Diciamo che la mia età non corrispondeva a quella dell’anagrafe, avevo
delle responsabilità a cui far fronte e forse proprio quel peso, che un bambino
non dovrebbe mai avere, è stato uno dei motivi di una scelta di vita.
Era
una notte come le altre, calde, molto calde data l’elevata temperatura del
forno, non ero da solo a lavorare, con me c’era un uomo adulto, un padre di
famiglia. Quella notte, il nostro principale ebbe l’idea di lasciare a casa
questo padre per sfruttare la mia bravura nel lavoro e, ovviamente, guadagnarci
sotto l’aspetto economico. Ho sempre odiato le ingiustizie e quella lo era,
così decisi di licenziarmi. Non pensai che anch’io avevo delle
responsabilità nei confronti della mia famiglia, comunque io ero giovane e poi
tutto sommato questo lavoro non mi piaceva più di tanto.

Elementi per l'etichettatura dei contorni:
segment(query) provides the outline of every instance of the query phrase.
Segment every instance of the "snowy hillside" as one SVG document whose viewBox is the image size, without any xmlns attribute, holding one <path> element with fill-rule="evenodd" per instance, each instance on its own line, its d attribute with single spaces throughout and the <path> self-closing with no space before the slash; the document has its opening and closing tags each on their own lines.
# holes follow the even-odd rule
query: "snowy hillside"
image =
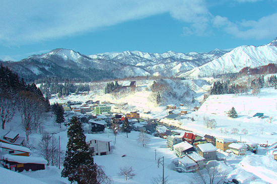
<svg viewBox="0 0 277 184">
<path fill-rule="evenodd" d="M 180 76 L 210 76 L 238 72 L 245 67 L 251 68 L 277 63 L 277 40 L 258 47 L 237 47 L 224 56 L 180 74 Z"/>
</svg>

— LE CONSEGNE —
A – Traduci in inglese questa frase del testo: "Ho sempre odiato le ingiustizie e quella lo era, così decisi di licenziarmi."
B – Secondo il testo, perché la voce narrante decise di licenziarsi? Rispondi in una o due frasi.
C – Rispondi alle domande sul testo:
(i) Perché le notti di lavoro erano molto calde?
(ii) Chi lavorava insieme alla voce narrante quella notte?
(iii) Quanto piaceva quel lavoro a chi racconta?

— LE RISPOSTE —
A – I have always hated injustice, and that was an injustice, so I decided to quit.

B – Il principale voleva lasciare a casa un padre di famiglia per sfruttare la bravura di chi racconta e guadagnarci. Chi racconta considerava questa scelta un'ingiustizia, e le ingiustizie le aveva sempre odiate.

C –
(i) Per l'elevata temperatura del forno.
(ii) Un uomo adulto, padre di famiglia.
(iii) Non più di tanto.